+++ Selection +++

A Manufactured “Liberation”
The Bharatiya Janata Party (BJP) and Prime Minister Narendra Modi have repeatedly demanded that September 17, the day Hyderabad was integrated into India in 1948, be celebrated as “Hyderabad Liberation Day.” The Rashtriya Swayamsevak Sangh (RSS) now projects itself as the custodian of this “liberation.”
The irony is bitter. The RSS had no role in Hyderabad’s democratic struggles, no role in the Quit India Movement, and no presence in Hyderabad’s politics before 1948. What it claims today is not history but appropriation. And what it calls “liberation” was, for the Muslims of Hyderabad, a profound tragedy.

The RSS and Its Legacy of Abstention
The RSS stood aloof from India’s national struggle.
* During Quit India (1942), it ordered its cadres to avoid confrontation with the British. Later attempts to insert Atal Bihari Vajpayee into the story collapsed when his own confessional statement surfaced, admitting he was a bystander.
* On the Tricolour, RSS leaders and its mouthpiece Organizer derided the flag, calling the very idea of three colours “evil.” Hegdewar Bhavan, the RSS headquarters, did not fly the National Flag until 2001—when it was forcibly hoisted by outsiders.

+++

**Task list:**
A) Copy everything from "The Bharatiya Janata" down to "India’s national struggle." in the piece on Hyderabad’s integration, switching "RSS" to "Sangh" throughout.
B) Answer these questions from the piece on Hyderabad’s integration:
(i) On what date was Hyderabad integrated into India?
(ii) In what year did Quit India take place?
(iii) Until what year did the RSS headquarters not fly the National Flag?

+++ Entries provided +++

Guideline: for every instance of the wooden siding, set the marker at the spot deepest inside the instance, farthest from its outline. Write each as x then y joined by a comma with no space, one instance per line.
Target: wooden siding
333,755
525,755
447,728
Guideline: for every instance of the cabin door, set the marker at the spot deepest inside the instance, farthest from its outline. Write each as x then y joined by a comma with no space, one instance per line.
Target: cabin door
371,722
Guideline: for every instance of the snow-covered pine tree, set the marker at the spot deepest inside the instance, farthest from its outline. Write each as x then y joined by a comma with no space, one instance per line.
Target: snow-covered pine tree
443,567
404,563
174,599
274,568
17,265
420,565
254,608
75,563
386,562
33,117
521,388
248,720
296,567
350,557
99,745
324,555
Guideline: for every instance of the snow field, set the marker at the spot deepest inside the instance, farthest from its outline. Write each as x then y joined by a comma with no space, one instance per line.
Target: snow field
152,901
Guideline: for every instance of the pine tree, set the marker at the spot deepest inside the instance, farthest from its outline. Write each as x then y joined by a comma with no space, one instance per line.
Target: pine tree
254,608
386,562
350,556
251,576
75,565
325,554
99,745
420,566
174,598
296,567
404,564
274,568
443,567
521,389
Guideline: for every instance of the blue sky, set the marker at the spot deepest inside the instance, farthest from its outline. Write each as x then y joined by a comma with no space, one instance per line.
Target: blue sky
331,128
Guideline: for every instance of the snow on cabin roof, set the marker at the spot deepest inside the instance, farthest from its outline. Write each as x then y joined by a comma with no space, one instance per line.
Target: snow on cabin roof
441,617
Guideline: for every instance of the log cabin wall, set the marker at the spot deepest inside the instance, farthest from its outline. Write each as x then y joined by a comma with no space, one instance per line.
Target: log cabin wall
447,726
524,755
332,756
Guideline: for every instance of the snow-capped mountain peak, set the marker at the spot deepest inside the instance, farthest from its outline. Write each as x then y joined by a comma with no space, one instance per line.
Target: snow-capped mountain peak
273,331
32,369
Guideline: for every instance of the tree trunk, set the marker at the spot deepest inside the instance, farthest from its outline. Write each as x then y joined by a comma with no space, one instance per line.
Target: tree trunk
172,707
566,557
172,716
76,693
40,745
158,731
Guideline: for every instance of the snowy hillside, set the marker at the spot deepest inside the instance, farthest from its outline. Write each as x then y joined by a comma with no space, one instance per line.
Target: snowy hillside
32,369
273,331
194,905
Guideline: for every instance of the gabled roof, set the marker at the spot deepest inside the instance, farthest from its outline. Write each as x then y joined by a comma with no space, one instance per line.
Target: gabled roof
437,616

+++

**The answers:**
A)
The Bharatiya Janata Party (BJP) and Prime Minister Narendra Modi have repeatedly demanded that September 17, the day Hyderabad was integrated into India in 1948, be celebrated as “Hyderabad Liberation Day.” The Rashtriya Swayamsevak Sangh (Sangh) now projects itself as the custodian of this “liberation.”
The irony is bitter. The Sangh had no role in Hyderabad’s democratic struggles, no role in the Quit India Movement, and no presence in Hyderabad’s politics before 1948. What it claims today is not history but appropriation. And what it calls “liberation” was, for the Muslims of Hyderabad, a profound tragedy.

The Sangh and Its Legacy of Abstention
The Sangh stood aloof from India’s national struggle.

B)
(i) September 17, 1948
(ii) 1942
(iii) 2001